Lines of data
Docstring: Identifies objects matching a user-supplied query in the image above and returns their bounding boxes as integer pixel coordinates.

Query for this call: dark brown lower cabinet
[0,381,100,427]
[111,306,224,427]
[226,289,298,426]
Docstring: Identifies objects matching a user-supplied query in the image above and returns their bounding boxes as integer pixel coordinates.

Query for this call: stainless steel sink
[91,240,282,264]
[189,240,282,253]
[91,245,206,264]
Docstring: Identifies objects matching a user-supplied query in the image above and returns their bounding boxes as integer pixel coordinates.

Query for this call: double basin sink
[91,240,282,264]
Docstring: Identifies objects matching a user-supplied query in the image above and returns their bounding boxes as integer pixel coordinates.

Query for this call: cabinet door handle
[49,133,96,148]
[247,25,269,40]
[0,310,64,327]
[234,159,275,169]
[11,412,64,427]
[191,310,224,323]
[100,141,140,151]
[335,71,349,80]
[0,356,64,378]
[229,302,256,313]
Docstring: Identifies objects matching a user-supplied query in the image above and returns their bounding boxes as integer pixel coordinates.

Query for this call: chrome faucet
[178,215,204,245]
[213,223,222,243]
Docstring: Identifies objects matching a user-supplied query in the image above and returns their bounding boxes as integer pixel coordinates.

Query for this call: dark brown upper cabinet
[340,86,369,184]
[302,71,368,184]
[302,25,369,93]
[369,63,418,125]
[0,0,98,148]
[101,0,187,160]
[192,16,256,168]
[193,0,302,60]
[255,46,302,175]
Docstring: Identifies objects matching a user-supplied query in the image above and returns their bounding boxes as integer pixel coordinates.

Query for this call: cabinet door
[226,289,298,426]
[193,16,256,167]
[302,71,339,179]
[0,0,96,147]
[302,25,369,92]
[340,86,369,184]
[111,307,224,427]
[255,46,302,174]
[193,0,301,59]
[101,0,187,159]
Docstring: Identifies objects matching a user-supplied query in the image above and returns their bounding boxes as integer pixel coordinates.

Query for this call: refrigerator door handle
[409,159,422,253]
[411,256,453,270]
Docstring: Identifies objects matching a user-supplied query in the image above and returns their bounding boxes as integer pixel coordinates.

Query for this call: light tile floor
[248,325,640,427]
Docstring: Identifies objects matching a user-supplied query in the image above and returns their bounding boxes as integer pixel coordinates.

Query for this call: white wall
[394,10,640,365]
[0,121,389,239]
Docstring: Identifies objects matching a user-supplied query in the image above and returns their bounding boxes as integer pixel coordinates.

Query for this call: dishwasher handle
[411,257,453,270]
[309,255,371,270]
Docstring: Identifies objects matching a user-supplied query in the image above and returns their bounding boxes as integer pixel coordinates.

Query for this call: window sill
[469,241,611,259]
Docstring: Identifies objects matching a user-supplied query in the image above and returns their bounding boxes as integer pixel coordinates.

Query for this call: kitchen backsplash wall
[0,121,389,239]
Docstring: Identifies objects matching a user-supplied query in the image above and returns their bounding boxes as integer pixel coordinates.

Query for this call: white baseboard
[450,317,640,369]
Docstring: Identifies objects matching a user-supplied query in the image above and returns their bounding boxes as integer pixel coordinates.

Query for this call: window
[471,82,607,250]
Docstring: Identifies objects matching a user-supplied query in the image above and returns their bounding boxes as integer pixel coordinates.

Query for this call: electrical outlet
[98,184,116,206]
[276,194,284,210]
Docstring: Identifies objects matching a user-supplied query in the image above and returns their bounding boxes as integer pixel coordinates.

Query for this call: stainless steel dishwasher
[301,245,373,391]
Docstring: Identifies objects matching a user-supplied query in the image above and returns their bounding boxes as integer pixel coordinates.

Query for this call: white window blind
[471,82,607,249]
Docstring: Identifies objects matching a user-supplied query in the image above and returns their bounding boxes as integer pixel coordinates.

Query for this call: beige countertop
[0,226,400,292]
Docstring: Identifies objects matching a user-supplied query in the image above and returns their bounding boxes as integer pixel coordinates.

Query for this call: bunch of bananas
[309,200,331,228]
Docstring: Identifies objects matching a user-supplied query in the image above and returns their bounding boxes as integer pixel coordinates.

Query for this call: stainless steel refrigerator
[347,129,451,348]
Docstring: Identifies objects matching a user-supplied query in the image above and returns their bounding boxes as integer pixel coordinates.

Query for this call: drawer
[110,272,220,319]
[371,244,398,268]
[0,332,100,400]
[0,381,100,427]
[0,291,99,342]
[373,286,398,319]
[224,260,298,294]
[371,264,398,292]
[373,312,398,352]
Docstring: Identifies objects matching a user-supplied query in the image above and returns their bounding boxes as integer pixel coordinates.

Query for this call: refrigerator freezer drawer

EXERCISE AIM:
Output the complete data exactly as written.

WRITTEN RESPONSE:
Docstring: Identifies objects matching a user-supplied query in the image above and returns their bounding boxes as integer pixel coordinates.

Query for this call: dark brown lower cabinet
[0,381,100,427]
[111,306,224,427]
[226,289,298,426]
Docstring: Identifies objects matching a user-supplied query in the image above and returns their bounding boxes as integer pixel coordinates.

Query for this call: stainless steel sink
[91,240,282,264]
[189,240,282,253]
[91,245,206,264]
Docstring: Identifies objects matching a user-supplied query in the image above and returns their bounding boxes as integer pixel coordinates.

Query for this call: double basin sink
[91,240,282,264]
Docstring: Identifies objects matching a user-supplied query in the image above and returns their bounding boxes as integer pixel coordinates.

Query for this call: cabinet door handle
[49,133,96,148]
[247,25,269,40]
[0,310,64,327]
[234,159,275,169]
[11,412,64,427]
[191,310,224,323]
[100,141,140,151]
[335,71,349,80]
[0,356,64,378]
[229,302,256,313]
Docstring: Identifies objects matching a user-supplied query in the image above and returns their bounding boxes as integer pixel coordinates.

Query for this call: chrome faucet
[178,215,204,245]
[213,223,222,243]
Docstring: Identifies objects matching a user-supplied query in the image above and returns their bounding boxes as integer pixel coordinates.

Query for this call: dark brown upper cabinet
[340,86,369,184]
[302,71,368,184]
[302,25,369,93]
[369,63,418,125]
[0,0,98,148]
[101,0,187,160]
[192,16,256,168]
[193,0,302,60]
[255,46,302,175]
Docstring: Identifies objects matching a user-supplied query in the image above and returns their bounding boxes as integer pixel coordinates.

Query for this call: cabinet door
[226,289,298,426]
[193,16,256,167]
[302,71,339,179]
[0,0,96,147]
[302,25,369,92]
[340,86,369,184]
[111,307,224,427]
[255,46,302,174]
[193,0,301,59]
[101,0,187,159]
Docstring: Identifies objects matching a user-supplied query in the image above and returns their bounding boxes as integer pixel coordinates.

Query for this call: refrigerator door handle
[409,159,422,253]
[411,256,453,270]
Docstring: Identifies objects matching a user-supplied query in the image above and returns their bounding boxes as integer pixel coordinates.

Query for this call: light tile floor
[248,325,640,427]
Docstring: Identifies objects matching a user-supplied query in the image above and returns their bounding boxes as integer pixel coordinates.

Query for this call: white wall
[394,10,640,365]
[0,121,389,239]
Docstring: Identifies objects matching a user-supplied query in the image above and returns their bounding boxes as integer pixel coordinates.

Query for this call: dishwasher handle
[411,257,453,270]
[309,255,371,270]
Docstring: Identifies objects matching a user-supplied query in the image above and returns their bounding boxes as integer pixel coordinates.

Query for this call: window sill
[469,241,611,259]
Docstring: Identifies objects matching a user-supplied query in the image above and returns their bounding boxes as integer pixel coordinates.

Query for this call: kitchen backsplash wall
[0,121,389,239]
Docstring: Identifies objects matching a user-supplied query in the image above and returns their bounding boxes as integer pixel coordinates.

Query for this call: white baseboard
[450,317,640,369]
Docstring: Identifies objects matching a user-supplied query in the image above and returns their bounding boxes as integer pixel coordinates.

Query for this call: window
[471,82,607,250]
Docstring: Identifies objects matching a user-supplied query in the image above and returns their bounding boxes as integer pixel coordinates.

Query for this call: electrical outlet
[98,184,116,206]
[276,194,284,210]
Docstring: Identifies objects matching a user-supplied query in the image above and returns their bounding boxes as integer pixel coordinates.

Query for this call: stainless steel dishwasher
[301,245,373,391]
Docstring: Identifies objects matching a user-supplied query in the image above and returns their bounding boxes as integer pixel coordinates.

Query for this call: white window blind
[471,82,607,249]
Docstring: Identifies objects matching a user-supplied query in the image above and returns their bounding boxes as integer pixel coordinates.

Query for this call: beige countertop
[0,226,400,292]
Docstring: Identifies objects matching a user-supplied query in the image above and returns their bounding boxes as integer pixel coordinates.

Query for this call: bunch of bananas
[309,200,331,228]
Docstring: Identifies objects matching a user-supplied query in the image above and returns their bounding boxes as integer pixel coordinates.

Query for this call: stainless steel refrigerator
[347,129,451,348]
Docstring: Identifies objects matching a user-supplied query in the image above and returns their bounding boxes as integer pixel coordinates.

Query for this call: drawer
[110,272,220,319]
[371,244,398,268]
[0,332,100,400]
[0,381,100,427]
[0,291,99,342]
[373,286,398,319]
[224,260,298,294]
[371,264,398,292]
[373,312,398,352]
Docstring: Identifies objects matching a user-supplied query in the image above and returns their bounding boxes as integer pixel coordinates.

Query for this call: refrigerator freezer drawer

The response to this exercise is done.